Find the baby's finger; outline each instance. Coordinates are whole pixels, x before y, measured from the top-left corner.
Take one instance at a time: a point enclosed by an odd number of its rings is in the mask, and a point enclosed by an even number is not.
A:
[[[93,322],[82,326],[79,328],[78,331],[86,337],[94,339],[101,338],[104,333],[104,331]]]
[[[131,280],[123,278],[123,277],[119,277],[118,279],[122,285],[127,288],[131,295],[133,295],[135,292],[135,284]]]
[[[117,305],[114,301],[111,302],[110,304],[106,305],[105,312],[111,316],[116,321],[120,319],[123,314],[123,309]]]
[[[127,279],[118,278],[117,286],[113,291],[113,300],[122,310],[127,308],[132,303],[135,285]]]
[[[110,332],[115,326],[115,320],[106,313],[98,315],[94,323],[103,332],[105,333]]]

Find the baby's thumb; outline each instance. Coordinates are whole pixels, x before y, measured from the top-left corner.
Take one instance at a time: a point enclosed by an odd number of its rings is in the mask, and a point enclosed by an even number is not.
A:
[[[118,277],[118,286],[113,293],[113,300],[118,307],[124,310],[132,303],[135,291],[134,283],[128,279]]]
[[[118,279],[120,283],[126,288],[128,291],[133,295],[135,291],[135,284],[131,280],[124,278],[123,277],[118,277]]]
——
Written instruction: Write out all of the records above word for word, changing nothing.

The reply:
Find the baby's finger; outline each instance. Coordinates are whole pixels, x before y, measured from the top-left corner.
Take one instance at a time: a point enclosed by an odd number of its rings is in the mask, and a point enclosed by an even number is not.
A:
[[[93,322],[82,326],[79,328],[78,331],[86,337],[94,339],[101,338],[104,333],[104,331]]]
[[[131,280],[123,278],[123,277],[119,277],[118,279],[122,285],[127,288],[131,295],[133,295],[135,292],[135,284]]]
[[[117,305],[114,301],[111,302],[110,304],[106,305],[105,312],[111,316],[116,321],[120,319],[123,314],[123,309]]]
[[[127,279],[118,278],[117,286],[113,291],[113,300],[122,310],[127,308],[132,303],[135,285]]]
[[[110,332],[115,326],[115,320],[106,313],[98,315],[94,323],[103,332],[105,333]]]

Find the baby's thumb; outline each instance. Coordinates are whole pixels, x before y, measured from the top-left corner.
Take one instance at a time: a point enclosed by an odd number of its rings is in the mask, and a point enclosed by an even number is not.
A:
[[[118,277],[118,286],[113,293],[113,300],[118,307],[124,310],[132,303],[135,291],[134,283],[128,279]]]
[[[118,279],[120,283],[126,288],[128,291],[133,295],[135,291],[135,284],[131,280],[124,278],[123,277],[118,277]]]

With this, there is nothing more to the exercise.